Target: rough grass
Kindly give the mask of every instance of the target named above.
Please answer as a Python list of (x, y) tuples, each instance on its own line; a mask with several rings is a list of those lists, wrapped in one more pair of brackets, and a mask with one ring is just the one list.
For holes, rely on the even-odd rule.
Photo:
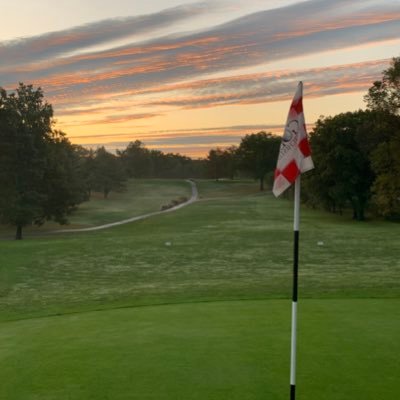
[(71, 218), (73, 225), (101, 225), (159, 211), (171, 200), (190, 197), (190, 185), (182, 180), (130, 180), (123, 192), (111, 192), (107, 199), (94, 193)]
[[(260, 195), (251, 183), (220, 183), (224, 187), (218, 191), (226, 196), (215, 198), (214, 185), (199, 185), (203, 200), (198, 203), (133, 224), (2, 241), (0, 318), (289, 298), (290, 202)], [(302, 210), (300, 296), (398, 297), (399, 234), (399, 224), (355, 223)]]
[[(163, 205), (181, 197), (191, 196), (191, 187), (183, 180), (148, 179), (127, 182), (122, 192), (111, 192), (105, 199), (102, 193), (93, 192), (91, 199), (79, 205), (77, 211), (68, 216), (67, 225), (49, 221), (44, 225), (27, 226), (23, 235), (43, 235), (57, 229), (82, 228), (121, 221), (138, 215), (160, 211)], [(0, 239), (11, 239), (15, 228), (0, 225)]]
[[(1, 399), (288, 397), (292, 205), (198, 186), (174, 213), (0, 242)], [(299, 398), (396, 398), (400, 225), (301, 228)]]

════════

• [TASK GOAL]:
Would you write out exactly the lines of the data from the one holding "Please answer as" to the final line, both included, with pictures left out?

• [REPLY TO THE TASK]:
Please answer as a Python list of (x, y) tuples, each instance on its own line; a mask with several rings is a list of those lists, wrapped in one more pair of brackets, and a mask with one ring is just the one list.
For holes, rely on the even-odd rule.
Photo:
[(71, 218), (73, 225), (101, 225), (159, 211), (171, 200), (190, 197), (190, 185), (182, 180), (130, 180), (123, 192), (111, 192), (107, 199), (94, 193)]
[[(260, 195), (251, 183), (220, 183), (224, 187), (218, 191), (226, 196), (215, 198), (214, 185), (199, 185), (203, 200), (198, 203), (133, 224), (2, 241), (0, 318), (289, 298), (290, 202)], [(302, 210), (300, 296), (398, 297), (399, 234), (399, 224), (355, 223)]]
[[(163, 205), (181, 197), (191, 196), (191, 187), (183, 180), (148, 179), (127, 182), (122, 192), (111, 192), (105, 199), (102, 193), (93, 192), (91, 199), (79, 205), (77, 211), (68, 216), (67, 225), (49, 221), (44, 225), (27, 226), (23, 235), (43, 235), (57, 229), (82, 228), (121, 221), (138, 215), (160, 211)], [(0, 239), (11, 239), (15, 228), (0, 225)]]
[[(1, 399), (288, 397), (292, 205), (198, 186), (174, 213), (0, 242)], [(299, 398), (396, 398), (400, 225), (301, 228)]]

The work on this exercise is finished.